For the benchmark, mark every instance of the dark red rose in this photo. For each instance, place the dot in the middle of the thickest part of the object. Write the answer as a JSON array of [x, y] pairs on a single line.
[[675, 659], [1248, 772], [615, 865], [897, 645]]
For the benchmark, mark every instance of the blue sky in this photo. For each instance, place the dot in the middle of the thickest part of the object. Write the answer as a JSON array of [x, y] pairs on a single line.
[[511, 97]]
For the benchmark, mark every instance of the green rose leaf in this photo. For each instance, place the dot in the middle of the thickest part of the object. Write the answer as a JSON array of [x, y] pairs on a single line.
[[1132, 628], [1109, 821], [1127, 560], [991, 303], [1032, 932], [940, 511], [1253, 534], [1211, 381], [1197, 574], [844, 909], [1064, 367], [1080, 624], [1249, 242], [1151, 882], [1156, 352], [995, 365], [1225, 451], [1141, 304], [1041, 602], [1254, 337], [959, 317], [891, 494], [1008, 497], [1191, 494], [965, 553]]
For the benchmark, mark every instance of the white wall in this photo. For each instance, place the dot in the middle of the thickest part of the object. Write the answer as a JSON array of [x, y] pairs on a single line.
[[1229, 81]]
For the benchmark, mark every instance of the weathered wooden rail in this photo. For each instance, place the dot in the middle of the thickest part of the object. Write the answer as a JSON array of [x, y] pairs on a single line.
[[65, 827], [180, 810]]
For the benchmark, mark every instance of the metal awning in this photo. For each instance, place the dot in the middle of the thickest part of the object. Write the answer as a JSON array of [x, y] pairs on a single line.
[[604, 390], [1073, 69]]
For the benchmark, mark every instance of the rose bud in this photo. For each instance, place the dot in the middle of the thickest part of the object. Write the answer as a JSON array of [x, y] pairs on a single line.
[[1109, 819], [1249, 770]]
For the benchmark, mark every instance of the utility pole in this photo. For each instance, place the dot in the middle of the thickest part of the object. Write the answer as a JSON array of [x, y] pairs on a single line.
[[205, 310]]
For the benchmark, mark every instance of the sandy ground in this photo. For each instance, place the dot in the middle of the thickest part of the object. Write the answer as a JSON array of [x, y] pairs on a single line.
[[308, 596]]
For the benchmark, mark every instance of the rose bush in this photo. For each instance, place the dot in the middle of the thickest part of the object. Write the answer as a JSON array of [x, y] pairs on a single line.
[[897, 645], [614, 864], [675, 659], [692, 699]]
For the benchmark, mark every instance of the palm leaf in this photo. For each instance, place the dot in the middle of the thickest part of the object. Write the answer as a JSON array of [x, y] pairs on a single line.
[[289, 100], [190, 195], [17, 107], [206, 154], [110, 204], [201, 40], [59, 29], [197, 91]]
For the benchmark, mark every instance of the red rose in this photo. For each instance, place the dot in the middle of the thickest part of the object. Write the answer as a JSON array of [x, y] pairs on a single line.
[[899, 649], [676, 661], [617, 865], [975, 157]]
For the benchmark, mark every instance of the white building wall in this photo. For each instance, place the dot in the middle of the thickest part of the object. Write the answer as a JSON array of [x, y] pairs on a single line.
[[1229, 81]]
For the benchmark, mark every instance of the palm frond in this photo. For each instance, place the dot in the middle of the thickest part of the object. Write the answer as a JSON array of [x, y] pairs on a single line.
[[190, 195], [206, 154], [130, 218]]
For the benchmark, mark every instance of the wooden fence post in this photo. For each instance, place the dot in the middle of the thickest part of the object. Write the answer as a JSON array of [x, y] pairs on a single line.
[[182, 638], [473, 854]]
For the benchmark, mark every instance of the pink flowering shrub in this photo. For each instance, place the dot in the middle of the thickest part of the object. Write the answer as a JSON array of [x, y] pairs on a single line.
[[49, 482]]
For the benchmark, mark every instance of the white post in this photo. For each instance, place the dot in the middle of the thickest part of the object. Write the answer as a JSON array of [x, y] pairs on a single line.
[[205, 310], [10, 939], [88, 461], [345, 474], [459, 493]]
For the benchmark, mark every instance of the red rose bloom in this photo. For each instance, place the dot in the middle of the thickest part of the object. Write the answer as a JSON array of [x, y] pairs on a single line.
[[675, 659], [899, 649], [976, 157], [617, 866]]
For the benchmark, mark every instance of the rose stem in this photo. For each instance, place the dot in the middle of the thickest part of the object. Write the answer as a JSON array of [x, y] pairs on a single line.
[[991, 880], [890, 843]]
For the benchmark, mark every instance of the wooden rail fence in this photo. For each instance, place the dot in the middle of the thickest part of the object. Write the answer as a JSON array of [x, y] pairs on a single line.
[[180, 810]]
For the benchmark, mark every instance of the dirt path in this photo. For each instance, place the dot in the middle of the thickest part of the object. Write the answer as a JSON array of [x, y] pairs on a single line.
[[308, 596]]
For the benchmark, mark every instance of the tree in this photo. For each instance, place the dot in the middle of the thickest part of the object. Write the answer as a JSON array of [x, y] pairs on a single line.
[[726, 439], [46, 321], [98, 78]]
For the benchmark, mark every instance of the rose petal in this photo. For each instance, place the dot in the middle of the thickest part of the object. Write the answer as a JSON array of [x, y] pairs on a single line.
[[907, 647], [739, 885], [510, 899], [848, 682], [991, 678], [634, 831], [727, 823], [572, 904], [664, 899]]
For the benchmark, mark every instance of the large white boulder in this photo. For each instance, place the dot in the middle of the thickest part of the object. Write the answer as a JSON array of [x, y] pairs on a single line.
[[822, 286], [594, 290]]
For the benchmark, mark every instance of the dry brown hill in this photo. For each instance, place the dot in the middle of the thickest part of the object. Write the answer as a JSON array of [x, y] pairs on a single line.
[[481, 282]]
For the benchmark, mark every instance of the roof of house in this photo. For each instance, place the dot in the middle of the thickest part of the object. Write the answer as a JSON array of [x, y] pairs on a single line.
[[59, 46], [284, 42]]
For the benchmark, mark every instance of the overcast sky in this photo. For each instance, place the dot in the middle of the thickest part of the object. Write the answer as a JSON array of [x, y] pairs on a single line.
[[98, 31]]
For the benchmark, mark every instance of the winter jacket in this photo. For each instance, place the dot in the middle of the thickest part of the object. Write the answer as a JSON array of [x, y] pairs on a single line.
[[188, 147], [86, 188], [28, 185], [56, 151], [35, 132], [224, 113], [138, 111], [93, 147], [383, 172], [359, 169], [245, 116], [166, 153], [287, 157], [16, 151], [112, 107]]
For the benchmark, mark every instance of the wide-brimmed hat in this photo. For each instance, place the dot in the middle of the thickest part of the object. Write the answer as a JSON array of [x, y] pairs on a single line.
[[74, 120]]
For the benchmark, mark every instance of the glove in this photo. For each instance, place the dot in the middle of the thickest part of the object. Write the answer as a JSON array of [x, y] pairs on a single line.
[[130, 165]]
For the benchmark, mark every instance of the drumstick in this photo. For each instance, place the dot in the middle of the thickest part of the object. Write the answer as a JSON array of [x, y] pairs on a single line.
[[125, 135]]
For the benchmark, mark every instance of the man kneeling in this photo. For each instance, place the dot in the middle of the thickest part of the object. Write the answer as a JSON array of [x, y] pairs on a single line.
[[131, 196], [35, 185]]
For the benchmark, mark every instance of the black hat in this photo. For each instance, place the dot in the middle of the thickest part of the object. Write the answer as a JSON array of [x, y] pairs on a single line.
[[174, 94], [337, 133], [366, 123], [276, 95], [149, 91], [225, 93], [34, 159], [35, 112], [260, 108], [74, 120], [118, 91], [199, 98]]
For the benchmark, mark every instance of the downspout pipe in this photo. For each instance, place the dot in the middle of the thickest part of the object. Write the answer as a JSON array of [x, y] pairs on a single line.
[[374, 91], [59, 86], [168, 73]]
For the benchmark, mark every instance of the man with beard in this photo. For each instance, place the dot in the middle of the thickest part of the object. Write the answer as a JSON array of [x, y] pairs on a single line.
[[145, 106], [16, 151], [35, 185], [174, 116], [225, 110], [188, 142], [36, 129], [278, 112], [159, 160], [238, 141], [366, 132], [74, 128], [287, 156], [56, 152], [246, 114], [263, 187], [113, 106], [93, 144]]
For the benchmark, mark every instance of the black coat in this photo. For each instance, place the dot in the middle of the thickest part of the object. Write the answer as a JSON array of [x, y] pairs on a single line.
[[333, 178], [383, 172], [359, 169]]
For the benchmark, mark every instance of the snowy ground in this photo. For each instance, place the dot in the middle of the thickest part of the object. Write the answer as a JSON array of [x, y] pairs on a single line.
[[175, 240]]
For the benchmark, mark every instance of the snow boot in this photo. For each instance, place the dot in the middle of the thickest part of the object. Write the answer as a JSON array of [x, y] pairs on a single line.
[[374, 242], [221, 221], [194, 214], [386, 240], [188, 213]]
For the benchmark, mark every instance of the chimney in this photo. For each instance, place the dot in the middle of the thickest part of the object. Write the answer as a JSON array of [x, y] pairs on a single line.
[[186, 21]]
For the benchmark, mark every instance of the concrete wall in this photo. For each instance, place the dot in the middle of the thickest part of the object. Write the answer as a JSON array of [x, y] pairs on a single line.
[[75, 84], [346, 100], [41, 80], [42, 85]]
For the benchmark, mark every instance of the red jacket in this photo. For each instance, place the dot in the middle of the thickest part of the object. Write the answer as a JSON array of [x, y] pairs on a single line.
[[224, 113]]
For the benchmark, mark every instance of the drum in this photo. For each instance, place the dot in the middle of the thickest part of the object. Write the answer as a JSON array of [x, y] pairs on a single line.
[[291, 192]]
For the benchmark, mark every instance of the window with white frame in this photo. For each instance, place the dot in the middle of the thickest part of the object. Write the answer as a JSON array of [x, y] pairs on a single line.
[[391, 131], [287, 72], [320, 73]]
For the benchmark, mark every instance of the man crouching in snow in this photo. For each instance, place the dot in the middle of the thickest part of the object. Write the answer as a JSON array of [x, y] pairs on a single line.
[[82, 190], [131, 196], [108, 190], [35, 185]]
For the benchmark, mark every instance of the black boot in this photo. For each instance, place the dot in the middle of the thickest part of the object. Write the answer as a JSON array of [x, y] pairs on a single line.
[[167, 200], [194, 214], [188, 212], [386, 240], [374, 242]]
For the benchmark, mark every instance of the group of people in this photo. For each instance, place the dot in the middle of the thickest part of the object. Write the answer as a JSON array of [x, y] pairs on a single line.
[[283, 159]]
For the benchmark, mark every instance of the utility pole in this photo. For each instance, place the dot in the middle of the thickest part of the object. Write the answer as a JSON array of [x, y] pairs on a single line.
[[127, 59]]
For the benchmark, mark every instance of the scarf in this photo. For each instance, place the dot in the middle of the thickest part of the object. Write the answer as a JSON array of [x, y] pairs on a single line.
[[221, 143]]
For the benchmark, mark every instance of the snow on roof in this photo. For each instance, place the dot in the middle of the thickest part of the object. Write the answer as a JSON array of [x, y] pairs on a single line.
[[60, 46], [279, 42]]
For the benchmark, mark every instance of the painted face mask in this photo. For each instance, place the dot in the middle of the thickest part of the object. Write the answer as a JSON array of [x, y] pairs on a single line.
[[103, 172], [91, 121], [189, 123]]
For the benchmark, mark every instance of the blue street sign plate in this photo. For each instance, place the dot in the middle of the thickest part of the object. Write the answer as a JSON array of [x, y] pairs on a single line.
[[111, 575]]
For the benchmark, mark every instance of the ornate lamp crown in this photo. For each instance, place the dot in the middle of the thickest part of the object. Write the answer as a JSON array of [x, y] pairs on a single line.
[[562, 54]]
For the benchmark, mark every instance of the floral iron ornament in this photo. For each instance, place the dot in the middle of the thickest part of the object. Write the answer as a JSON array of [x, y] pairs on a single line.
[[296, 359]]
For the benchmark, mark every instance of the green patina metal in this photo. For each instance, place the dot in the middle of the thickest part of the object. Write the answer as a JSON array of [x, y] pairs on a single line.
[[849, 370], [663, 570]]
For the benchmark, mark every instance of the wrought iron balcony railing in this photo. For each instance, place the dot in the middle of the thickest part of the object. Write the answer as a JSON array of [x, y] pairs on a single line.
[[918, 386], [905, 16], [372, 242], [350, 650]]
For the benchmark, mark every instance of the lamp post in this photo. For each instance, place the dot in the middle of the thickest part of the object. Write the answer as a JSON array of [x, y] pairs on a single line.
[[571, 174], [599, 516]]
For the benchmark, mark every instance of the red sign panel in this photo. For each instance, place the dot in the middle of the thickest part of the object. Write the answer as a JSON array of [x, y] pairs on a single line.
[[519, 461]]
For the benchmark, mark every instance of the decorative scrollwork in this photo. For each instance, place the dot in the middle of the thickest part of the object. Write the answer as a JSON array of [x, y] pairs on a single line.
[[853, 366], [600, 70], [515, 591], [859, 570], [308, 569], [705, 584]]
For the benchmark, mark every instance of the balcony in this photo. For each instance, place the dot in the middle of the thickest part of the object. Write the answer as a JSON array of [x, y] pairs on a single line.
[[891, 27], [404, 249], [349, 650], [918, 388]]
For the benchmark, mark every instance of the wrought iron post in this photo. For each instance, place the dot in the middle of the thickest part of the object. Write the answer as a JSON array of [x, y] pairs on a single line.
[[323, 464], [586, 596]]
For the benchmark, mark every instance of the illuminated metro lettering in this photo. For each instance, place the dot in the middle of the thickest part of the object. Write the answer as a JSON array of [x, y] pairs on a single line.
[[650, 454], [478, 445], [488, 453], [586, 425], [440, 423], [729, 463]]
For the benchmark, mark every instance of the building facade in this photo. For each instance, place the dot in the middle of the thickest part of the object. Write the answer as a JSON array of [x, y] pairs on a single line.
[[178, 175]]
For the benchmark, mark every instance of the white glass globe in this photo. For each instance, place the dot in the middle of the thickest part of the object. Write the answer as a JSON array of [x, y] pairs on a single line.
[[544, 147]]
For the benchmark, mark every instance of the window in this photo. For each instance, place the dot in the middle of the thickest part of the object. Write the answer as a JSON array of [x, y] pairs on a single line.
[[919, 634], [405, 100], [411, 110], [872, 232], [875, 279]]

Cosa fare: Ricopia parola per parola il tratto del materiale che va dalla riga contenente "For the benchmark, mark every instance of the rose stem" fino alla riga contenente "[[180, 810]]", entrambe incluse.

Soluzione:
For the benchmark, mark every instance of the rose stem in this photo. For each instance, place the dot in the middle of the thickest part of the object. Write the answer as a JSON array of [x, y] pairs on a single line.
[[991, 880], [890, 843]]
For the benchmark, mark every instance of the wooden rail fence in this photo. For each instance, place the dot in the middle of the thickest part of the object. Write the answer as a JSON array of [x, y] pairs on a single line.
[[180, 810]]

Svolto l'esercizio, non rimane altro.